* Start *

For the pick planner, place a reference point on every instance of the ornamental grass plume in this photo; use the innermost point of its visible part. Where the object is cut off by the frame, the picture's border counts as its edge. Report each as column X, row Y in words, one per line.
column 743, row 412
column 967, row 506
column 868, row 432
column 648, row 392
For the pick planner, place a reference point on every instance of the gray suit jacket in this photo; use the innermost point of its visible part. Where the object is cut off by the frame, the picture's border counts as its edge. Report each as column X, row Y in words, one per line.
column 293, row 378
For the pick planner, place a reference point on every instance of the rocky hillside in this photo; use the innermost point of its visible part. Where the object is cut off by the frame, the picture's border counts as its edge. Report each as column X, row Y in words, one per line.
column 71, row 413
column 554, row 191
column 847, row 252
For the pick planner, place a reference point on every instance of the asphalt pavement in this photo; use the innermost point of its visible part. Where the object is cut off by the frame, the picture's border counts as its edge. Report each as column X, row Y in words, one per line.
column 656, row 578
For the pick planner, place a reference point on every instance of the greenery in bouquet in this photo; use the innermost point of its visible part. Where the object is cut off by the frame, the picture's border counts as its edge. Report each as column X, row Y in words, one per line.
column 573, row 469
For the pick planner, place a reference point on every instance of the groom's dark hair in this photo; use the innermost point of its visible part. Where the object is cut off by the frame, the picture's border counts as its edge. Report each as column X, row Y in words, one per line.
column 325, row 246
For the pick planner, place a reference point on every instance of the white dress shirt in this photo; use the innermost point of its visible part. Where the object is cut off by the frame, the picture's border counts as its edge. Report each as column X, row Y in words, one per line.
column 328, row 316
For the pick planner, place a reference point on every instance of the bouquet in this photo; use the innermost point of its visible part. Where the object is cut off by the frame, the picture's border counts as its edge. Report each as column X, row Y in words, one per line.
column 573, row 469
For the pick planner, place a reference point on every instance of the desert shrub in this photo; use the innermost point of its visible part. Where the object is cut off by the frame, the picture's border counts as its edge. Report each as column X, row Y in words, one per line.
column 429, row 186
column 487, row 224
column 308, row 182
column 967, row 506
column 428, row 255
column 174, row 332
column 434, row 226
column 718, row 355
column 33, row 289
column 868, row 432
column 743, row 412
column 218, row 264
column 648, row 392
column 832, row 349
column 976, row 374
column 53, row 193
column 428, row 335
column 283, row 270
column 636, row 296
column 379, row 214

* End *

## Problem description
Return the lines from the line with "of the gray" up to and including the line with "column 293, row 378", copied word for word.

## Output of the exercise
For the pick planner, place a reference point on every instance of the gray suit jacket in this photo; use the innermost point of its visible part. Where the object is cut off by the frame, the picture's border counts as its edge. Report each as column X, row Y in words, one per line.
column 293, row 378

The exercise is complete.